Please extract every line in the rows below that contains the word "white", and copy each such line in full.
++++ Records for processing ++++
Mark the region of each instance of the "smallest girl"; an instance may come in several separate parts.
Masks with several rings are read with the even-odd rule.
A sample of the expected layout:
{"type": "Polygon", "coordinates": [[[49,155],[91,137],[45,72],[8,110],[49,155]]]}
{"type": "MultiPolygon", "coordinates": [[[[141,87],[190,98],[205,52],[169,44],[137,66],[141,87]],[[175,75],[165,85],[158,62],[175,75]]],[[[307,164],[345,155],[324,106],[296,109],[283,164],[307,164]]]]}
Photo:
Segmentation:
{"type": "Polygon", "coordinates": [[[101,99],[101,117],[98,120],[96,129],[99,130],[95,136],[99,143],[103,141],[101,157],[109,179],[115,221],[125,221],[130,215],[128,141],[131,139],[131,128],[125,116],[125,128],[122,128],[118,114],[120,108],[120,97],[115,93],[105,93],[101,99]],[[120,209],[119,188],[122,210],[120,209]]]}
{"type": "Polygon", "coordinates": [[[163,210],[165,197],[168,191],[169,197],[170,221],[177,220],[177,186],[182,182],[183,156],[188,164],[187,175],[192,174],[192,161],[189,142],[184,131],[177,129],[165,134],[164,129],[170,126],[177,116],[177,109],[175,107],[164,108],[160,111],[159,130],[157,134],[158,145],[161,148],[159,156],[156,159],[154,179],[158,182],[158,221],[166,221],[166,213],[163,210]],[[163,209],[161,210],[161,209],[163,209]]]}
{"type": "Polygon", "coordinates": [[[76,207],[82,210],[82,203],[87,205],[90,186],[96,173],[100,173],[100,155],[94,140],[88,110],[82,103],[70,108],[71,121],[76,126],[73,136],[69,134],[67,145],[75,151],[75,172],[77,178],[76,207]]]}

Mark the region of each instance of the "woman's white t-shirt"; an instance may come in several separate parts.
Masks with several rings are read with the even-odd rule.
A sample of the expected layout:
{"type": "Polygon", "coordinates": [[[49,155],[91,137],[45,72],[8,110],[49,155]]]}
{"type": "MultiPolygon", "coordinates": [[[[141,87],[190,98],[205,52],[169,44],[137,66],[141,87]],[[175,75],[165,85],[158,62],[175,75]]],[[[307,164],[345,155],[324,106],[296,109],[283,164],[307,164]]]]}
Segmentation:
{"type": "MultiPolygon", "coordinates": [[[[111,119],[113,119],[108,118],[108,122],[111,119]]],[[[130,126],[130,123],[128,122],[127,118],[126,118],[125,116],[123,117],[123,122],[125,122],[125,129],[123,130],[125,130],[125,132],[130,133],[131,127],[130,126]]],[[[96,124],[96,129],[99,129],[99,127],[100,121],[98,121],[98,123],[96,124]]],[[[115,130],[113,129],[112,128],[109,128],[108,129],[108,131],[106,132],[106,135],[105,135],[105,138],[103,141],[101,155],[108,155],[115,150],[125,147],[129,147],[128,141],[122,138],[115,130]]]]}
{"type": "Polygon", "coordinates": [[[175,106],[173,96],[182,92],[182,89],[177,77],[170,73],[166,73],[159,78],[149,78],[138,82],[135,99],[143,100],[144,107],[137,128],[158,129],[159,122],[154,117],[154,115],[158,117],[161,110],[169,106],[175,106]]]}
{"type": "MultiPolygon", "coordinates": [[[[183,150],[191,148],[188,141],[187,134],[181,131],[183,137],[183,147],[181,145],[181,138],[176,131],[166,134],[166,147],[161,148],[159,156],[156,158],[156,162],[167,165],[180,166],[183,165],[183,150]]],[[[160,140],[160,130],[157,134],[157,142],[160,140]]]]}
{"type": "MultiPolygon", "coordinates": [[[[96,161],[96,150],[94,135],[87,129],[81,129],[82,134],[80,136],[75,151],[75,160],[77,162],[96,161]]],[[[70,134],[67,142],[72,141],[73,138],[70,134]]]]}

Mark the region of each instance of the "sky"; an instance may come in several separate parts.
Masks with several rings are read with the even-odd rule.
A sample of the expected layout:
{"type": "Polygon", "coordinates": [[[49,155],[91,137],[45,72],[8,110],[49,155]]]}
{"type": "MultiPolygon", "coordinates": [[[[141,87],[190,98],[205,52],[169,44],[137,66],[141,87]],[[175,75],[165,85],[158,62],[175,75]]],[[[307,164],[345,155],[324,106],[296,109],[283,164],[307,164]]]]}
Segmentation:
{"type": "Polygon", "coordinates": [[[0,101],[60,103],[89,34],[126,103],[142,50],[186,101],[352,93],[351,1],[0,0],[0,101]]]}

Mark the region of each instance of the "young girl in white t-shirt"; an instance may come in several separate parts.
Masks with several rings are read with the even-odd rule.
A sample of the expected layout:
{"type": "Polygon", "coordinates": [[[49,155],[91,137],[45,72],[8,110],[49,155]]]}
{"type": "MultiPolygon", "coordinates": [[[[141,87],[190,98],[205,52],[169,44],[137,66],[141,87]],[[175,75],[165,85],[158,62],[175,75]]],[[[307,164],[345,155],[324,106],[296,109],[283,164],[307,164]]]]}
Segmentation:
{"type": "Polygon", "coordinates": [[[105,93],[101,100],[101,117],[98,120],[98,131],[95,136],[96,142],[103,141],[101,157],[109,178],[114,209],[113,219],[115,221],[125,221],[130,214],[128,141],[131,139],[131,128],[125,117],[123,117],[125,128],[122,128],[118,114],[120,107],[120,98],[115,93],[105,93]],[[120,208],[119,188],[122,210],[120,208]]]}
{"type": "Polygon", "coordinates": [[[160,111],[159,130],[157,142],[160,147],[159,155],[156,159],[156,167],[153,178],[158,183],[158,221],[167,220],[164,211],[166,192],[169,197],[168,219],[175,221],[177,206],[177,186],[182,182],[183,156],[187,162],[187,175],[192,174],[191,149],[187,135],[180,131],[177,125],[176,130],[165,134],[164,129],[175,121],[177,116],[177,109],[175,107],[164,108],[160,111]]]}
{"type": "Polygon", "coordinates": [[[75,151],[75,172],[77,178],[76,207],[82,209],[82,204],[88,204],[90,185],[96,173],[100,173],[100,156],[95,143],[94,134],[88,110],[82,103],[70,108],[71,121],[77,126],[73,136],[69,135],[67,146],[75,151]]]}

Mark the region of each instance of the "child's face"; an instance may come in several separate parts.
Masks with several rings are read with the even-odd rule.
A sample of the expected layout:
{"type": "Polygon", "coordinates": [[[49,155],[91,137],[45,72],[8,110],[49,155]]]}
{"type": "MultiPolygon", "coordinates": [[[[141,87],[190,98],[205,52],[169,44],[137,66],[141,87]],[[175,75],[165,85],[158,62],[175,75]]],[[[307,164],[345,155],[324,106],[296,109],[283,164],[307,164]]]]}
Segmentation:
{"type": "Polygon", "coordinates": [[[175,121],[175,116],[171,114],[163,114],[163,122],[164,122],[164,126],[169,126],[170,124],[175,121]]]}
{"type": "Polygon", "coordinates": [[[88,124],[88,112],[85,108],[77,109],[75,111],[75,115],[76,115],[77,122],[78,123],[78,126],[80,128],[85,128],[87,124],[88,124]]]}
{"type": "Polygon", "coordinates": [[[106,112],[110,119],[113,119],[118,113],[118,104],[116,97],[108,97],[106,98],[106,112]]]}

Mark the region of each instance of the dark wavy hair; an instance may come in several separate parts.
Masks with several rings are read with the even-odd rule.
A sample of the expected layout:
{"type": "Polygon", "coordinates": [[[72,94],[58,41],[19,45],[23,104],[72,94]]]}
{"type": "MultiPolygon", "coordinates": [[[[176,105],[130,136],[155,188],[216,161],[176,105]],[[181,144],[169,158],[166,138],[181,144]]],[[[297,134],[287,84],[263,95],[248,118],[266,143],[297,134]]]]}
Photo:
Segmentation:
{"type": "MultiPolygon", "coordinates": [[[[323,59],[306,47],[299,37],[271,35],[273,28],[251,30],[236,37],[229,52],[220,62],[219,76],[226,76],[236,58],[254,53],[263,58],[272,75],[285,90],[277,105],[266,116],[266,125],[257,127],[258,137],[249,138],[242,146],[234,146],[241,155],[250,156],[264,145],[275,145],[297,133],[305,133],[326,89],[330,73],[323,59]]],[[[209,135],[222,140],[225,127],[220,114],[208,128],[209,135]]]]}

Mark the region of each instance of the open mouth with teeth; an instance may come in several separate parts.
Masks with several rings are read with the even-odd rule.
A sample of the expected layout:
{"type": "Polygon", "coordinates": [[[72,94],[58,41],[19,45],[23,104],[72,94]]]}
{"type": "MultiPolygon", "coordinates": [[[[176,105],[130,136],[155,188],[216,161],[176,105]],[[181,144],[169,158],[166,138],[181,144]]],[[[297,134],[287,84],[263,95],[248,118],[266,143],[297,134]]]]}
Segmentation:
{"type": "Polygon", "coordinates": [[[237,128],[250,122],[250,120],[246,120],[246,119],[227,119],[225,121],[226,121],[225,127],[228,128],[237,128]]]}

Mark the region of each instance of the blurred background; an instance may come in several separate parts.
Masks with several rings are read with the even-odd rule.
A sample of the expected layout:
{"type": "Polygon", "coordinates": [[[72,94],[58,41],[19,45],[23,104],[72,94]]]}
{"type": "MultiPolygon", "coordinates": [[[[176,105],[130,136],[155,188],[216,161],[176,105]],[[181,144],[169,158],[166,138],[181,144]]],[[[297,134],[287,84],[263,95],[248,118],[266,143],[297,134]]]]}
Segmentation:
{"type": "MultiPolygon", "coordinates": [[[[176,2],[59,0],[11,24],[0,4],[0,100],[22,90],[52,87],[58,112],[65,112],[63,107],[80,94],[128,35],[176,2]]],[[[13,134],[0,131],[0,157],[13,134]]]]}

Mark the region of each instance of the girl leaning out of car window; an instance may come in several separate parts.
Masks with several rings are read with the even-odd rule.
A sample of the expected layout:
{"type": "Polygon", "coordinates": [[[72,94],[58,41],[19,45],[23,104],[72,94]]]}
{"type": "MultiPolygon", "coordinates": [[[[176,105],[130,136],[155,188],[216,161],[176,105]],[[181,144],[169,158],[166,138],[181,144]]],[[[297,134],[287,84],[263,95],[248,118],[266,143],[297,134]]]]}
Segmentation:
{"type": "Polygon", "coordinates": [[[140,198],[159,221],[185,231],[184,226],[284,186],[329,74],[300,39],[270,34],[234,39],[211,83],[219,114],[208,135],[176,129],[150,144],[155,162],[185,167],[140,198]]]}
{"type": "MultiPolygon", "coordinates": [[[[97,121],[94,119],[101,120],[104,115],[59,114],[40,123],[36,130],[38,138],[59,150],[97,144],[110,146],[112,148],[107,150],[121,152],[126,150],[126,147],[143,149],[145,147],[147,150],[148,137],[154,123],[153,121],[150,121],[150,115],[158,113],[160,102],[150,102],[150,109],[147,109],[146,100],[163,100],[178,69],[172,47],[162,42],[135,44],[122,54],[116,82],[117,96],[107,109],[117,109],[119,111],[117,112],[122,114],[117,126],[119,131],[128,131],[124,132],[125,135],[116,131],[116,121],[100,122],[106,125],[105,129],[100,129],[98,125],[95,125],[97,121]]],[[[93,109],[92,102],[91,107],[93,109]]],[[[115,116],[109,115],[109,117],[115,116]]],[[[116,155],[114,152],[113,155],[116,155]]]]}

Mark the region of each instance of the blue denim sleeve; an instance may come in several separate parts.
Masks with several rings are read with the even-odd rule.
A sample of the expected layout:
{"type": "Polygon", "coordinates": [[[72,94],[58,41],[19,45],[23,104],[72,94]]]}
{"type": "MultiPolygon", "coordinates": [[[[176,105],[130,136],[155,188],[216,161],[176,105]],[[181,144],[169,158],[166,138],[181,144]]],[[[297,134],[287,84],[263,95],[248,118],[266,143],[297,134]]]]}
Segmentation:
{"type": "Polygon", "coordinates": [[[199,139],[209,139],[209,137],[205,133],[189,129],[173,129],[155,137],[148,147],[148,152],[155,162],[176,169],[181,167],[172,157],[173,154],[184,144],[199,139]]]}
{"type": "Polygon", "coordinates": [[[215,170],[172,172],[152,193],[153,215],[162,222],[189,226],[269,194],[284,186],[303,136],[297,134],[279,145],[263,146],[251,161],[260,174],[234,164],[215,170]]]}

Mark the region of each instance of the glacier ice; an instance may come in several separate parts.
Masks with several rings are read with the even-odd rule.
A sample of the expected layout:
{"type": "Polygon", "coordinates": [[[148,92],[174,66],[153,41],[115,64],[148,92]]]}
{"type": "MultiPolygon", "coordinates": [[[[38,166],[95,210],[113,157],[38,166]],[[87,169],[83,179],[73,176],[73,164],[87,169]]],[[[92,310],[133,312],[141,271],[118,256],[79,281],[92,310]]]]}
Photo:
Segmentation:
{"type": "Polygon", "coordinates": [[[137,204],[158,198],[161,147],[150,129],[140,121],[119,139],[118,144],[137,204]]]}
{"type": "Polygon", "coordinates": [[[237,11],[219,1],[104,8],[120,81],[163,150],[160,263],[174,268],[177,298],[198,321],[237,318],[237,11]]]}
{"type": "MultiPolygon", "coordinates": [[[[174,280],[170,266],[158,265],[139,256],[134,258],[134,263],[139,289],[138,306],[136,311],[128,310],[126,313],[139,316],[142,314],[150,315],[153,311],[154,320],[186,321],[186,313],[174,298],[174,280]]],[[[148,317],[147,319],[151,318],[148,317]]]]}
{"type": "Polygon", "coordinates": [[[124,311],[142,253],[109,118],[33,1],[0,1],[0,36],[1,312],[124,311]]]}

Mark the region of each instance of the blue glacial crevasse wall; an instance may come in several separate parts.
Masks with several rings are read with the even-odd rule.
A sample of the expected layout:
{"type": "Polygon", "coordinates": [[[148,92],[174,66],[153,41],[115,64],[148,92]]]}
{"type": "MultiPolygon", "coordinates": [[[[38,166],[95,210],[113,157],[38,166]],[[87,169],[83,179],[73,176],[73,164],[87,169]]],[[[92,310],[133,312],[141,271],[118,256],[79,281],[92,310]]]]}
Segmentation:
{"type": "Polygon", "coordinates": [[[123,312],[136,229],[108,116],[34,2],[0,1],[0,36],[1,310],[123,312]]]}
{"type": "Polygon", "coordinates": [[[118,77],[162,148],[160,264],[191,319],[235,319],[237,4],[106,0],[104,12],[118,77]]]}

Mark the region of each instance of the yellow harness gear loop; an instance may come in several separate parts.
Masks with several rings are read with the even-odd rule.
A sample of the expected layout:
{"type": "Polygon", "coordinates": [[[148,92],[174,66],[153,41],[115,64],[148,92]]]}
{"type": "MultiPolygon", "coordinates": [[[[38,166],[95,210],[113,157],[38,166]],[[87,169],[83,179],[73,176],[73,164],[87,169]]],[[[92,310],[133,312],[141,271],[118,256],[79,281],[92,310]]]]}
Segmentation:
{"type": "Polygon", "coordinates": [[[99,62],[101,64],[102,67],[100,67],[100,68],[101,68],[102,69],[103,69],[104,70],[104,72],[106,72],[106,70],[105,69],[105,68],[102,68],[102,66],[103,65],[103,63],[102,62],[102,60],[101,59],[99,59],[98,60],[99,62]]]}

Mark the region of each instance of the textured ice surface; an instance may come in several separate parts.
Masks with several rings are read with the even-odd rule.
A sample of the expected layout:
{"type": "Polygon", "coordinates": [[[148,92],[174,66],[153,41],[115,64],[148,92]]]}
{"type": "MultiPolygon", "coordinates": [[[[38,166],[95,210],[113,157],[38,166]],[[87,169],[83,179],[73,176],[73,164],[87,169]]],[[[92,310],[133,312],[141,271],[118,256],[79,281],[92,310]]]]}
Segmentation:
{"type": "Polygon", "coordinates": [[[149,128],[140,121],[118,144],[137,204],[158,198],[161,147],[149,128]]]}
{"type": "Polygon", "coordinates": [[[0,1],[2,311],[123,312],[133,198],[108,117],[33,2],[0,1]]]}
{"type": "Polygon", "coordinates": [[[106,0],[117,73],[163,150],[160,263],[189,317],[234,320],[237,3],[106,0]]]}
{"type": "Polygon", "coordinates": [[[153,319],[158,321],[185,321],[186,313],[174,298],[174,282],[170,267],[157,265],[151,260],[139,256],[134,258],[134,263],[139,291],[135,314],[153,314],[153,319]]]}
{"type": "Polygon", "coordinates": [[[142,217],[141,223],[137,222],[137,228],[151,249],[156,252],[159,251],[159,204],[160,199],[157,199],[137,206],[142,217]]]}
++++
§ **Answer below**
Mark the region of each instance of the "woman's white t-shirt"; an instance may come in several separate parts.
Mark the region of each instance of the "young girl in white t-shirt"; an instance may come in several separate parts.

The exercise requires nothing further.